Copy out every line of the material that contains the string "positive", matching uppercase and lowercase exactly.

*** Source records ***

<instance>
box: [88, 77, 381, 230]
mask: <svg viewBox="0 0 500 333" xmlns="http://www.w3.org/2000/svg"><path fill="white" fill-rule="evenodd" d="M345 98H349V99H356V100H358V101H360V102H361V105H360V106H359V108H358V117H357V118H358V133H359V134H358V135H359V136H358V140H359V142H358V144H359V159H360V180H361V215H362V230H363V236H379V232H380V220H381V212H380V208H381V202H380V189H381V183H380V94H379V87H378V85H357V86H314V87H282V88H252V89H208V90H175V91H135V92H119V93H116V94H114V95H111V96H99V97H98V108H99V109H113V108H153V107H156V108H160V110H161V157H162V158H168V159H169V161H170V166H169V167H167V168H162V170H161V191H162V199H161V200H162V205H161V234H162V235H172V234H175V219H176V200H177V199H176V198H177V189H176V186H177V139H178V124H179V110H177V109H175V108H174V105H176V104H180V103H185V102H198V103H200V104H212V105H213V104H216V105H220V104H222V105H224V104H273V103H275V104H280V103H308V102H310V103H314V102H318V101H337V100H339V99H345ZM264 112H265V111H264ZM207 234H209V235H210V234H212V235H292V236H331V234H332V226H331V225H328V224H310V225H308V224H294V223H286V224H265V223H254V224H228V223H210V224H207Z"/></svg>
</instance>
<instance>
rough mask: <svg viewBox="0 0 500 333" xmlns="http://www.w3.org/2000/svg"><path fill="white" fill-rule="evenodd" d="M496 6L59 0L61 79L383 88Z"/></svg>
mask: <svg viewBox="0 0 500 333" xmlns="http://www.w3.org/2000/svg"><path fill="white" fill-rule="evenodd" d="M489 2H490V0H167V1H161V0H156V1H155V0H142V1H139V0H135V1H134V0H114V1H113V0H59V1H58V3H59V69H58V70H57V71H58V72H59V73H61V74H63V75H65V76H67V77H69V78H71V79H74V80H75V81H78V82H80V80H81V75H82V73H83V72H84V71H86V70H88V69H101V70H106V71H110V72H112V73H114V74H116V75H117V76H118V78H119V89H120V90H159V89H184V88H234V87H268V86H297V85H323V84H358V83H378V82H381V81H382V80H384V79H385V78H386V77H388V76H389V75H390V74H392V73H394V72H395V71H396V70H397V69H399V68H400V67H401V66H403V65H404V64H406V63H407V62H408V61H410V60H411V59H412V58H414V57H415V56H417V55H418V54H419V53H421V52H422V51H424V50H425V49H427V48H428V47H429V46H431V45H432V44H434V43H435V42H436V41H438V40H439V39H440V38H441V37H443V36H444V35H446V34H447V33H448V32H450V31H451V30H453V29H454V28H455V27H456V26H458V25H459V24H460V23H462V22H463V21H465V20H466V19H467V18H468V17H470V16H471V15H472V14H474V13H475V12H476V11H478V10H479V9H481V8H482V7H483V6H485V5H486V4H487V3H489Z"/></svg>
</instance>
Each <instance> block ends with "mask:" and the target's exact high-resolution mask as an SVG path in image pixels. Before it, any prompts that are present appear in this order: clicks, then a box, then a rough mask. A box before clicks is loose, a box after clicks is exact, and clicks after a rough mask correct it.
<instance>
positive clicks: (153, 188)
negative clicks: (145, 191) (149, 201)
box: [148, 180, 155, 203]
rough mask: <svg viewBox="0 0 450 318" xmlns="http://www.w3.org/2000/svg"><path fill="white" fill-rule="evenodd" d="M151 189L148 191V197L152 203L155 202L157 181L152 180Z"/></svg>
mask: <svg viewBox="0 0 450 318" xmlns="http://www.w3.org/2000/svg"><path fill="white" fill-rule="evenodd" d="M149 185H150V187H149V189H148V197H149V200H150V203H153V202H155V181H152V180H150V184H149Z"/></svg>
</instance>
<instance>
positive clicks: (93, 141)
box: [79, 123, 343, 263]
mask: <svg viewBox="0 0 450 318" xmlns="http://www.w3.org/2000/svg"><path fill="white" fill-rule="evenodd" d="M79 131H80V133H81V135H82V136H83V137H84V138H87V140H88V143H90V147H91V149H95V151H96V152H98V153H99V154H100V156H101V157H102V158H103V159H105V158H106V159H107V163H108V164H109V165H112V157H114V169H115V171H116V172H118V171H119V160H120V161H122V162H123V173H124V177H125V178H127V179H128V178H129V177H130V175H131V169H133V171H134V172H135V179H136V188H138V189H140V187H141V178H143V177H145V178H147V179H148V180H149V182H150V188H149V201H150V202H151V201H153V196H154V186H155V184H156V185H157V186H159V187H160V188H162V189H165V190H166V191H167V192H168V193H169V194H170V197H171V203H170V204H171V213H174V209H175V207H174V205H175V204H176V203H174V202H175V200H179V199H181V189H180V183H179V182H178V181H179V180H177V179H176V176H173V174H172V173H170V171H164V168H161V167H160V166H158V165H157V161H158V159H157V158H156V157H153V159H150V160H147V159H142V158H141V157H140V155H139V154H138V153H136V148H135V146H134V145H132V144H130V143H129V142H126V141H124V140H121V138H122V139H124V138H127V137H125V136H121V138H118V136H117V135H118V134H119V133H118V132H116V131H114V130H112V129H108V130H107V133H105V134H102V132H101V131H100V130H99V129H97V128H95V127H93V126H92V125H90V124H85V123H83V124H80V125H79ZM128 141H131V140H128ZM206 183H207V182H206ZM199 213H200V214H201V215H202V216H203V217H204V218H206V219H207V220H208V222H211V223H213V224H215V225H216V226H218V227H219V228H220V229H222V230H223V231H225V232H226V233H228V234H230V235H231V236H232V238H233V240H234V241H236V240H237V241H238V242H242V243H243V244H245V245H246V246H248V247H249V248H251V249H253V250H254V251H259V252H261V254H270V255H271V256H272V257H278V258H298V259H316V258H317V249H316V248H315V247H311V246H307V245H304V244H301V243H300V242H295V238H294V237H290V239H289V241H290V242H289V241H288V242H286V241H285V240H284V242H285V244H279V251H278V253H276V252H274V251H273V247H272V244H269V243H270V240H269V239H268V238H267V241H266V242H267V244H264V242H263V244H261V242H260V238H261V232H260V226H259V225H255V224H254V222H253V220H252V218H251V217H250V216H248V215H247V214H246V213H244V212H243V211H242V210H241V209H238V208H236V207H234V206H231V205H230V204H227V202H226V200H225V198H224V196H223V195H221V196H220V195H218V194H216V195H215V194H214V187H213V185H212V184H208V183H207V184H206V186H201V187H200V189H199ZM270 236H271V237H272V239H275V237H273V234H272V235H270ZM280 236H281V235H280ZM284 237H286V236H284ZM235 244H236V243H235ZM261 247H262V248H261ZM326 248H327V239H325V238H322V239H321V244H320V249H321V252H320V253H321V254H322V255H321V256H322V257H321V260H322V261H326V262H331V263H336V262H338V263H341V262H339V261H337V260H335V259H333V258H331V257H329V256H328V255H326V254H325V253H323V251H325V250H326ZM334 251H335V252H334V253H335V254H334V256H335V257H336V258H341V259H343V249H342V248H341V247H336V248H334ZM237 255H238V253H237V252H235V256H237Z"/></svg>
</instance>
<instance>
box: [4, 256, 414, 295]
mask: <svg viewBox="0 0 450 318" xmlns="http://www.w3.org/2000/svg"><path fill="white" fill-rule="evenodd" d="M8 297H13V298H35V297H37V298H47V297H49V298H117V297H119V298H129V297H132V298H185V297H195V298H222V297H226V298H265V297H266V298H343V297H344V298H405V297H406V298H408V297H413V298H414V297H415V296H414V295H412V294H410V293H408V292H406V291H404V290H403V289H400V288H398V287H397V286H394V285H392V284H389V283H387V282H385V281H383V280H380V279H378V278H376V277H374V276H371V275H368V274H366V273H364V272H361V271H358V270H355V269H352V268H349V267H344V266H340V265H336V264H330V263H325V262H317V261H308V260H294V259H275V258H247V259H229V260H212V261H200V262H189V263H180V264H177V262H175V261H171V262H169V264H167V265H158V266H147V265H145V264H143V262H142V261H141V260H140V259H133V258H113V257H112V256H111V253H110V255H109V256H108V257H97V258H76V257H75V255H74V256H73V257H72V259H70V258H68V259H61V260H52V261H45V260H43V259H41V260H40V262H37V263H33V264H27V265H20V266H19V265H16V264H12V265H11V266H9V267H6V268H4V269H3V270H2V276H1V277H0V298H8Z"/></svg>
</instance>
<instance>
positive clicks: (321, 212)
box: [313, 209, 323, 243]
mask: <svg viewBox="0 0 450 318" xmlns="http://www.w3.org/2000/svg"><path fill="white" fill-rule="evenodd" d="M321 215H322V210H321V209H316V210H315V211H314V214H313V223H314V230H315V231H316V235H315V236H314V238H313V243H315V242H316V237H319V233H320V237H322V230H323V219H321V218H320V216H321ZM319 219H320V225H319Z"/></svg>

***

Response to the task
positive clicks: (153, 188)
positive clicks: (93, 141)
positive clicks: (321, 212)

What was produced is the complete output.